*** Opening of Passage to read ***

Extended Data Fig. 8. Evolutionary modeling of ecDNA retention and selection in growing cancer cell populations.

(a) Time-resolved simulated trajectories of ecDNA frequency and mean copy number (95% confidence intervals shaded) across 25 simulated time units with various selection and retention values. (b) Time-resolved simulated trajectories of ecDNA frequency and mean copy number (95% confidence intervals shaded) across 25 simulated time units stratified by the number of initial ecDNA copies present in the parental cell. Trajectories are reported for various levels of retention. Selection is fixed at 0.5.

Extended Data Fig. 9. Summary statistics of DNA amplifications identified in WGS data of patient tumor samples.

*** Close of Passage to read ***
*** Opening of Supplied information ***

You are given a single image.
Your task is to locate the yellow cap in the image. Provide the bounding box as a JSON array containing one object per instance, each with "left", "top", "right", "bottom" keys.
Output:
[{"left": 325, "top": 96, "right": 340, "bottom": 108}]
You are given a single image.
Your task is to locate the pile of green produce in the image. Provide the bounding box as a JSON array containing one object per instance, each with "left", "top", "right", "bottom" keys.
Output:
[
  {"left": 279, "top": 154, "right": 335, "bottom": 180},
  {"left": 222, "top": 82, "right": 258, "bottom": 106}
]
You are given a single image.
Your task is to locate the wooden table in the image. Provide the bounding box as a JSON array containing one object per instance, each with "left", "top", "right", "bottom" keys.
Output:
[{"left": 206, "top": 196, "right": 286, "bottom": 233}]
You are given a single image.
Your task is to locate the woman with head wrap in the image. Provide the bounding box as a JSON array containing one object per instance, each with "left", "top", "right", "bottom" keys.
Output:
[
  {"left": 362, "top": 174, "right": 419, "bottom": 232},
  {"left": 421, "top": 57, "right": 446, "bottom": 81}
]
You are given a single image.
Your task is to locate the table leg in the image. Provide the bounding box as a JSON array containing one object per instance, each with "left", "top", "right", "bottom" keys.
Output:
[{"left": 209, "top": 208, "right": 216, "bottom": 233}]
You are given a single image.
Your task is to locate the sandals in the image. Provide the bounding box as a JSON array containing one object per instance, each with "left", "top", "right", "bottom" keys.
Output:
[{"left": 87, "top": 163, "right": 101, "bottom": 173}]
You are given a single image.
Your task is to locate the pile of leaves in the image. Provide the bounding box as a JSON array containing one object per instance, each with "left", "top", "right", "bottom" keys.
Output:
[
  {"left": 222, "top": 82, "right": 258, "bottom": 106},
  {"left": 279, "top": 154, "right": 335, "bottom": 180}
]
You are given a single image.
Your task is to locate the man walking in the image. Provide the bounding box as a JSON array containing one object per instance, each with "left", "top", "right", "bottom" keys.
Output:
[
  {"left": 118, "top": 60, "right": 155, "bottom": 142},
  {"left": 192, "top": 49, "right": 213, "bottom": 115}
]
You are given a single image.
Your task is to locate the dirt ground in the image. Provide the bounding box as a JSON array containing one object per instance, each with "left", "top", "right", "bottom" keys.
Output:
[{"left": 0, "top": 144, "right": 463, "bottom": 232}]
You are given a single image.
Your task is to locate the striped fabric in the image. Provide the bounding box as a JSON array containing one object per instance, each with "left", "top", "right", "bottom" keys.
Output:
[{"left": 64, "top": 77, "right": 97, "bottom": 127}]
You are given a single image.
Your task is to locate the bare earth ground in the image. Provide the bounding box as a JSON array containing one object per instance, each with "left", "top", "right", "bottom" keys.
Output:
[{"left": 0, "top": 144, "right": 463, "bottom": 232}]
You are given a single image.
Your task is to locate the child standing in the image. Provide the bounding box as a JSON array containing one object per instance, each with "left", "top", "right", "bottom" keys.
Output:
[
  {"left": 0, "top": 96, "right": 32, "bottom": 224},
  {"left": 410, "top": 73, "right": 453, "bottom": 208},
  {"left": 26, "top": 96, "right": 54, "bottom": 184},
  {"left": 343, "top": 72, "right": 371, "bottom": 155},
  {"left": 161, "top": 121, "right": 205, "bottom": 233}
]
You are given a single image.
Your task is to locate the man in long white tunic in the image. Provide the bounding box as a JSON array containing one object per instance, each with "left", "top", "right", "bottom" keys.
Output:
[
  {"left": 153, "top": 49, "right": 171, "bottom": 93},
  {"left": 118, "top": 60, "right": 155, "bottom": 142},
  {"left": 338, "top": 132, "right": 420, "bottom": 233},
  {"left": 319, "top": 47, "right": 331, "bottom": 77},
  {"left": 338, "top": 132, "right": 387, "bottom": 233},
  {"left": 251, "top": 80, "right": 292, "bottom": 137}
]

*** Close of Supplied information ***

**To do:**
1. In the figure legends, repeat the stretch from "Extended Data Fig. 8." through "fixed at 0.5.", changing "mean copy number" to "average copy number".
2. Answer these questions from the figure legends:
(a) How many simulated time units do the trajectories in Extended Data Fig. 8 span?
(b) At what value is selection fixed in panel (b)?
(c) In what data were the DNA amplifications summarized in Extended Data Fig. 9 identified?
The entries have no connection to the figure legends.

**Answers in order:**
1.
Extended Data Fig. 8. Evolutionary modeling of ecDNA retention and selection in growing cancer cell populations.

(a) Time-resolved simulated trajectories of ecDNA frequency and average copy number (95% confidence intervals shaded) across 25 simulated time units with various selection and retention values. (b) Time-resolved simulated trajectories of ecDNA frequency and average copy number (95% confidence intervals shaded) across 25 simulated time units stratified by the number of initial ecDNA copies present in the parental cell. Trajectories are reported for various levels of retention. Selection is fixed at 0.5.

2.
(a) 25 simulated time units.
(b) 0.5.
(c) WGS data of patient tumor samples.